──────── Reading passage ────────

You’ve probably thought about how you’re going to talk to your kids about divorce prior to everything happening. Right now, you’re all living together in Roanoke, and you and your spouse are maintaining the status quo. Not long from now, though, you’ll be moving out.
Before that happens, you and your spouse want to talk to your kids about divorce and how it will affect them. That’s wonderful, and it’s exactly what all parents should do. However, you also need to keep in mind how you’ll keep the conversation going during and after the divorce.
Why is it important to continue talking about divorce after parents separate?
The separation and change in custody schedule is just the tip of the iceberg for children. Initially, yes, they will have to deal with a new schedule and new living conditions. Once they adjust, you may think that your job of helping them through the divorce is more or less over, but that’s not the reality.
You should continue to talk about the situation and the changes affecting your children. How? One good suggestion is to have weekly family meetings or a code that signals that your child needs to talk, like putting a piece of fruit on the coffee table or putting a sign on their room’s doorknob. It’s important that the lines of communication stay open, so you can continue to see how the divorce is affecting your children and what you can do to help.
For example, if you set up a custody schedule and your child adjusts to it over three or four weeks, you may find they want to talk to you about it. Maybe they’re unhappy about one day of the plan, because it means they miss an important school event or other extracurricular activity. You and your ex-spouse might need to talk about making new arrangements or making a change to allow your child to participate in that activity regardless of the schedule you have in place.
It’s a good idea for parents to have an open-door policy about the divorce. While it’s painful for you to lose a lover, your child may feel like they’re losing both their parents or that their entire world has shattered. It’s essential that you continue talking about how they’re doing and making sure that they are continuing to adjust in appropriate and healthy ways. If not, then you may need to look into additional help, like by hiring a children’s therapist.

────────

*Directions*. Copy the stretch of the article on talking with children about divorce from "For example, if" through "have in place.".

──────── Information ────────

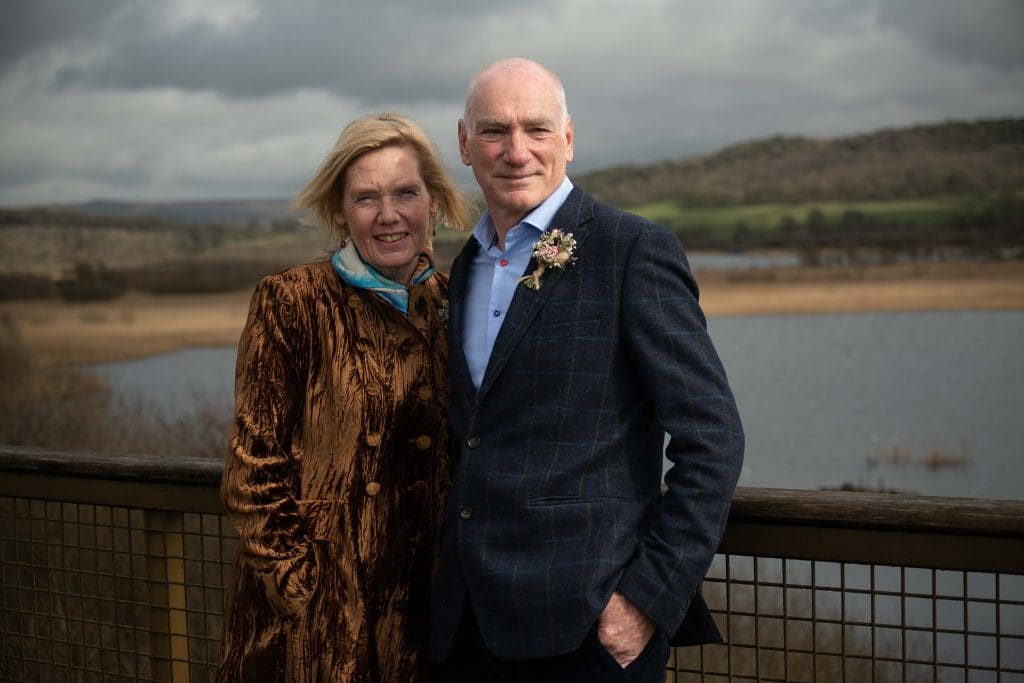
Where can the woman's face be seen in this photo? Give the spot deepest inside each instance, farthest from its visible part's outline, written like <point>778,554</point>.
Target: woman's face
<point>387,209</point>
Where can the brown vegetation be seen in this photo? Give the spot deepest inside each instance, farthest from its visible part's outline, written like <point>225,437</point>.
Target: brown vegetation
<point>66,409</point>
<point>924,161</point>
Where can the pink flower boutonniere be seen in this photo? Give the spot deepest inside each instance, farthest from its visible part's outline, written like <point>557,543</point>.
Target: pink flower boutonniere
<point>553,250</point>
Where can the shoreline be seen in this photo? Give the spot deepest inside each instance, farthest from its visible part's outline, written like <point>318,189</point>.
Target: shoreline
<point>137,325</point>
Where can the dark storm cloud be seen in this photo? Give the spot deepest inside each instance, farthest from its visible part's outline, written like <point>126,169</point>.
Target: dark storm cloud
<point>378,51</point>
<point>987,32</point>
<point>174,98</point>
<point>29,27</point>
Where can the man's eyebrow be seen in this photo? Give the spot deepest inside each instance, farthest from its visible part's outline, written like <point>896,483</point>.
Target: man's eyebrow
<point>491,122</point>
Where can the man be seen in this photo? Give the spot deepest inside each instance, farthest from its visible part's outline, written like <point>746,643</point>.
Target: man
<point>563,559</point>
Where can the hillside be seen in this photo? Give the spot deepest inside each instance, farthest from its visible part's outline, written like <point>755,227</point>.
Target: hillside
<point>953,158</point>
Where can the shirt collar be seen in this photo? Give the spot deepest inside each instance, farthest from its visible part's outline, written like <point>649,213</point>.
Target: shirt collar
<point>540,218</point>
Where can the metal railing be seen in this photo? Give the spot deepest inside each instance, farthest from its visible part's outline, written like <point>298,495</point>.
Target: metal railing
<point>113,567</point>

────────

*Answer*.
For example, if you set up a custody schedule and your child adjusts to it over three or four weeks, you may find they want to talk to you about it. Maybe they’re unhappy about one day of the plan, because it means they miss an important school event or other extracurricular activity. You and your ex-spouse might need to talk about making new arrangements or making a change to allow your child to participate in that activity regardless of the schedule you have in place.